-- Problema curto 1 --
Pode converter todas as linhas dos registros abaixo em uma tabela Markdown com as colunas "Número" e "Linha", pulando as linhas em branco? Deixe as imagens de fora da resposta.

-- Trecho fornecido --
_ _ _ _ _ _ _
Fintechs não podem oferecer benefícios para sempre
Após anos de crescimento acelerado, as fintechs agora se veem mais vulneráveis em um cenário econômico pouco favorável
Após anos de crescimento acelerado, as fintechs agora se veem mais vulneráveis em um cenário econômico pouco favorável
Conta digital. Cartão de crédito sem anuidade. TED grátis. As fintechs passaram anos disponibilizando serviços e benefícios que os bancos tradicionais não tinham o costume de oferecer. Pelo menos não para todo mundo. Natural que essas vantagens tenham chamado a atenção do público.
Além disso, a vantagem tecnológica parecia estar do lado das fintechs. Resolver questões financeiras por aplicativo, sem precisar ir a uma agência bancária, era certamente um desejo de muitos. De repente, bancões pareciam ainda mais burocráticos e antigos.
Estes são alguns dos ingredientes do sucesso das fintechs. Uma pesquisa do ano passado registrou 250 milhões de contas em instituições desse tipo. Um número maior do que a população brasileira. Falava-se com empolgação dos bancos digitais, de como chacoalharam o mercado. Como Itaú, Santander e afins conseguiriam competir com players tão dinâmicos?
_ _ _ _ _ _ _
-- Problema curto 2 --
Pode devolver, sem nenhuma alteração, tudo o que vai de "Além disso, a" até "burocráticos e antigos." no trecho sobre as fintechs?
_ _ _ _ _ _ _
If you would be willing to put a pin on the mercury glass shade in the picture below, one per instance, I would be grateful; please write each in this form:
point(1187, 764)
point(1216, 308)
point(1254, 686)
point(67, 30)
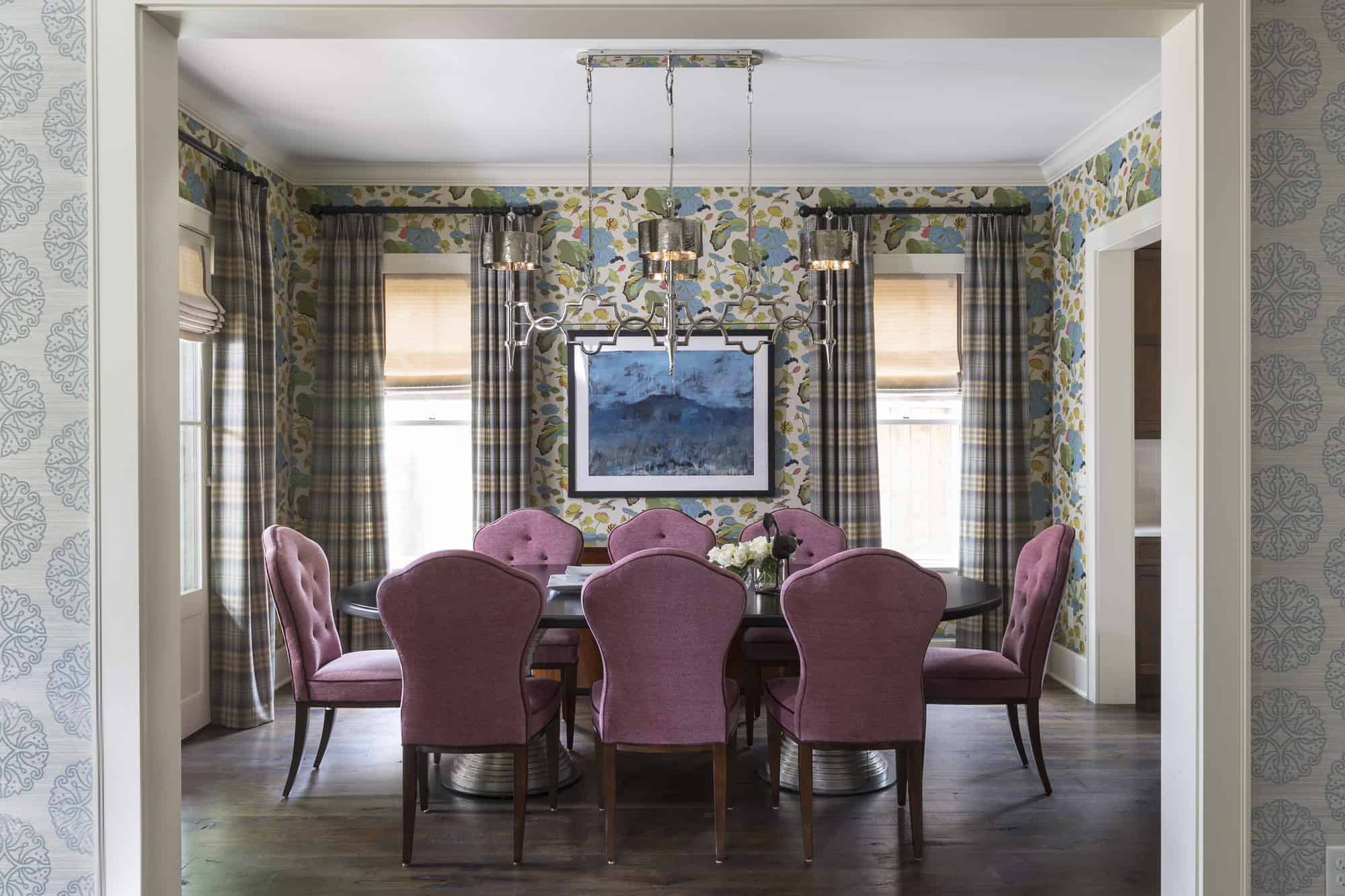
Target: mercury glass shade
point(672, 239)
point(680, 270)
point(828, 249)
point(512, 251)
_ _ _ _ _ _ _
-- Saída esperada 1 --
| Número | Linha |
|---|---|
| 1 | If you would be willing to put a pin on the mercury glass shade in the picture below, one per instance, I would be grateful; please write each in this form: |
| 2 | point(1187, 764) |
| 3 | point(1216, 308) |
| 4 | point(1254, 686) |
| 5 | point(67, 30) |
| 6 | Target: mercury glass shade |
| 7 | point(672, 239) |
| 8 | point(680, 270) |
| 9 | point(828, 249) |
| 10 | point(512, 251) |

-- Saída esperada 2 --
Além disso, a vantagem tecnológica parecia estar do lado das fintechs. Resolver questões financeiras por aplicativo, sem precisar ir a uma agência bancária, era certamente um desejo de muitos. De repente, bancões pareciam ainda mais burocráticos e antigos.